### Do this
Recast the lines of the listing from the line containing "The current automation step requires locating the hanging" through the line containing "[189,194,207,208]", both included, as a numbered list, omitting any blank lines.

[Data records]
--------------------------------------------------

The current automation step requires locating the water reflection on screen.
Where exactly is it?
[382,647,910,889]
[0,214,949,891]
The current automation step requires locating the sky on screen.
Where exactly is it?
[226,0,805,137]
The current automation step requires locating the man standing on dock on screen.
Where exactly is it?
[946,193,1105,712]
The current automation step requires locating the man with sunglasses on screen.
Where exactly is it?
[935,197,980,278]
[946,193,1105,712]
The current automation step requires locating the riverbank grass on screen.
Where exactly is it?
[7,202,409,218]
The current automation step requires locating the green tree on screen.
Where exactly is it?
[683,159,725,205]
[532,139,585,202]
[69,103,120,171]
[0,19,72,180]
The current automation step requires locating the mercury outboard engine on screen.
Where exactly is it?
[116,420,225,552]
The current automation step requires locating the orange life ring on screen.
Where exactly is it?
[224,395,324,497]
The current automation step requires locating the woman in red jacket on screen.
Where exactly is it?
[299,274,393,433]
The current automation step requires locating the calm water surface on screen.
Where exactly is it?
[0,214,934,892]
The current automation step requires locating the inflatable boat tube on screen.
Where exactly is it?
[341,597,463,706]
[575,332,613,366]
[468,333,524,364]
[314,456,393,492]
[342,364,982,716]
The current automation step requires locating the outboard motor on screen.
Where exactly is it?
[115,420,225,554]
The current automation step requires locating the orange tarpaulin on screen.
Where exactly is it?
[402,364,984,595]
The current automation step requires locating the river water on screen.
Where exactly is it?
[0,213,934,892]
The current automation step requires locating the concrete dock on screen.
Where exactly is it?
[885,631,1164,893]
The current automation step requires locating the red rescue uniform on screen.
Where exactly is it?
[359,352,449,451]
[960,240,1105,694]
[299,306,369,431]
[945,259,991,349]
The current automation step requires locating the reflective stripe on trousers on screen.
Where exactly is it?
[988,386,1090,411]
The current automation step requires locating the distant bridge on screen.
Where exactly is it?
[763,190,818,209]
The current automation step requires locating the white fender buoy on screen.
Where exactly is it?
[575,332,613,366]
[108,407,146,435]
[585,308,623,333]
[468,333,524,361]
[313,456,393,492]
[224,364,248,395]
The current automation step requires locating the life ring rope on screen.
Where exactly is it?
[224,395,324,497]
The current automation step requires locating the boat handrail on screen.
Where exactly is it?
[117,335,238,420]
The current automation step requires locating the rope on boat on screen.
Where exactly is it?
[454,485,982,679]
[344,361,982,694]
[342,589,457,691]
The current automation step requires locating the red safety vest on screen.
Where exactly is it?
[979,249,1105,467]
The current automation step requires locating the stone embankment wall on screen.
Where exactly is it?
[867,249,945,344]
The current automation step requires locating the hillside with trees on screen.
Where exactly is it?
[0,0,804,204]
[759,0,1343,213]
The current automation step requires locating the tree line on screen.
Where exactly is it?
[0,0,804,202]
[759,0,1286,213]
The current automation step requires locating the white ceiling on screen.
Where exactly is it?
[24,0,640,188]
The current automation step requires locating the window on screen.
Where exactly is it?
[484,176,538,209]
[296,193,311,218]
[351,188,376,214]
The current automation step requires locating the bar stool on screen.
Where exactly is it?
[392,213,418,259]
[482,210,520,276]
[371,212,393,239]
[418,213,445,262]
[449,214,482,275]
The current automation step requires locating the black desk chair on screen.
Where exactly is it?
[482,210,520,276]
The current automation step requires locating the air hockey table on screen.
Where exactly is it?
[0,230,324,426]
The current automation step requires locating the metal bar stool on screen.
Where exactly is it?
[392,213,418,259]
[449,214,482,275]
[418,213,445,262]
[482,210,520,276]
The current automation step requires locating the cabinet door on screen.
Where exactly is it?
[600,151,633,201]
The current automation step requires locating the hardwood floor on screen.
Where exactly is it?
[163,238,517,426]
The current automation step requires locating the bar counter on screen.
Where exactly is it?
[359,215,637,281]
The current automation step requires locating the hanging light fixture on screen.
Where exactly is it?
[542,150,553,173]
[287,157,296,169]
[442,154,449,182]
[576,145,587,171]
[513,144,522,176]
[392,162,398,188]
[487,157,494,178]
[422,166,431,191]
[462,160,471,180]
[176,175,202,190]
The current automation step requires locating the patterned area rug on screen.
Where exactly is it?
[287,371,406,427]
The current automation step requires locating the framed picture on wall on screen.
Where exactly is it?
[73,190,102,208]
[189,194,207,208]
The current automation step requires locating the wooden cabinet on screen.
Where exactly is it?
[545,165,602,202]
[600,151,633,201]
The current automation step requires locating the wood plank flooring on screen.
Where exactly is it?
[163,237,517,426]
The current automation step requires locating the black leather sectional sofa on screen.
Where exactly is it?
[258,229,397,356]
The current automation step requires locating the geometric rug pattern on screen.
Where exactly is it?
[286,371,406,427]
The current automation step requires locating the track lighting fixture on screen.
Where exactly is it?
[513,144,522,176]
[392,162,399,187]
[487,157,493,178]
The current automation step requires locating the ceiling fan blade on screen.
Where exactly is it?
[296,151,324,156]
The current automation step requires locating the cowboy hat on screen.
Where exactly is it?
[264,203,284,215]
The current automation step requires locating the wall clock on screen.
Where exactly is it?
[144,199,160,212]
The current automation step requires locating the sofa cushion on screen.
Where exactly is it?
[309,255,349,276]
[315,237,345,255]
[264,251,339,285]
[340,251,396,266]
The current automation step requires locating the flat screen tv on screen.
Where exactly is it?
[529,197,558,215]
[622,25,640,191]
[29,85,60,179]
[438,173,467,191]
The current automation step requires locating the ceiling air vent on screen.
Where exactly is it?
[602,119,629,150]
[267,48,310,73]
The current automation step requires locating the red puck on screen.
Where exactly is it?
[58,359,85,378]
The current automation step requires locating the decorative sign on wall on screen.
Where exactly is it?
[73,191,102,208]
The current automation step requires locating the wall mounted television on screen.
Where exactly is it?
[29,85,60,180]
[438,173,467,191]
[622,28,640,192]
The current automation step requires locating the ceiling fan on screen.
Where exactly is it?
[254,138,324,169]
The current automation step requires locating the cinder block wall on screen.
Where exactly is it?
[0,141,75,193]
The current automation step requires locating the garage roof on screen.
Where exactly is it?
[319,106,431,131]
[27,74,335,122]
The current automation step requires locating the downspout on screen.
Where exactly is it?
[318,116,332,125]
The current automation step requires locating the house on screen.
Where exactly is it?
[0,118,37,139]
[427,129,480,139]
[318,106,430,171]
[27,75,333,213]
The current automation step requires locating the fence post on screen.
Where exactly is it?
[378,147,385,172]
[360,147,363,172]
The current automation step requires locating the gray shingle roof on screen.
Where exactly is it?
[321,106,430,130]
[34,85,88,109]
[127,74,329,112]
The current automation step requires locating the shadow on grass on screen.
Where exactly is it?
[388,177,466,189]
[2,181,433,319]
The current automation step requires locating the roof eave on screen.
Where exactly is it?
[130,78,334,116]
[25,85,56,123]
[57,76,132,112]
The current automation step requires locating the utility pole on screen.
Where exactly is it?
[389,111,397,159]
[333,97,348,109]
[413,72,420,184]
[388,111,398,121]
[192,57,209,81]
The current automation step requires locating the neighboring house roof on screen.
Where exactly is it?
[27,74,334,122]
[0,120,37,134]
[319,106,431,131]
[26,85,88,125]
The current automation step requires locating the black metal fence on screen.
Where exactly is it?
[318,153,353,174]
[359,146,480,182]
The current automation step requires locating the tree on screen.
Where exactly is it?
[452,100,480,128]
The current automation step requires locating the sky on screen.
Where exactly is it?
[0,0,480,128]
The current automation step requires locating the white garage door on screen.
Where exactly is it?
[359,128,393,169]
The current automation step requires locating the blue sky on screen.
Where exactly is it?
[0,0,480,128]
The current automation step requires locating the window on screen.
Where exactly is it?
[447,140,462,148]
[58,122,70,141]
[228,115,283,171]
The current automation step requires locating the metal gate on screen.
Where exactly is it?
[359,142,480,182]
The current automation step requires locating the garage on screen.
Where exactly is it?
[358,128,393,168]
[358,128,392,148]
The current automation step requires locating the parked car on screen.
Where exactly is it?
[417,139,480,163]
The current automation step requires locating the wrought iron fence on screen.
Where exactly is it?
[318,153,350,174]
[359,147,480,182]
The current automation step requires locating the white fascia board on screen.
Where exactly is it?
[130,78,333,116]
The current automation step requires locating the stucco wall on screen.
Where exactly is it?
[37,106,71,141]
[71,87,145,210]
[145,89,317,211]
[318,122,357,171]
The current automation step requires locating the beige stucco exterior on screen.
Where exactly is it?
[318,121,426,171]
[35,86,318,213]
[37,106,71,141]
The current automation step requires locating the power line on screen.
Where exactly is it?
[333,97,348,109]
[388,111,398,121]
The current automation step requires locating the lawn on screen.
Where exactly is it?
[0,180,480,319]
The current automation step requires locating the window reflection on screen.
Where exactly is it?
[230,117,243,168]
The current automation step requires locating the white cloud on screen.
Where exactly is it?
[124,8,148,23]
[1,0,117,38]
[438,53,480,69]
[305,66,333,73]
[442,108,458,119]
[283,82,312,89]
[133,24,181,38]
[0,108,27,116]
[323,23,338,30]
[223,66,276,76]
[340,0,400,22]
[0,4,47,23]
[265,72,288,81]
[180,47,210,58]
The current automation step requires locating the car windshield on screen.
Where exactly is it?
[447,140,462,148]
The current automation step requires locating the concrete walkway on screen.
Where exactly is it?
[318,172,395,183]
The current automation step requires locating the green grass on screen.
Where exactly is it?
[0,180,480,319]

--------------------------------------------------

### Correct output
1. The current automation step requires locating the hanging light fixture on screen.
2. Where exactly is it?
3. [542,150,553,173]
4. [287,157,296,169]
5. [442,154,449,182]
6. [576,145,587,171]
7. [513,144,522,176]
8. [392,162,398,188]
9. [487,157,494,178]
10. [422,166,431,191]
11. [462,160,471,180]
12. [176,175,202,190]
13. The current automation step requires locating the patterned area rug on screen.
14. Where exactly is it?
15. [287,371,406,427]
16. The current automation step requires locating the framed picture on wall on screen.
17. Where exactly is it?
18. [73,190,102,208]
19. [189,194,207,208]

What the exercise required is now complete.